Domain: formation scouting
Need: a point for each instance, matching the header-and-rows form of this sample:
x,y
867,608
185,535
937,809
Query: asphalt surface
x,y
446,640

§ **WHAT IS ASKED**: Write out the listing above again, line for line, with nothing changed.

§ **RIGHT ANSWER**:
Domain: formation scouting
Need: a point for each instance, matching the header-and-rows form of this sample:
x,y
867,608
185,535
937,809
Query: asphalt surface
x,y
446,640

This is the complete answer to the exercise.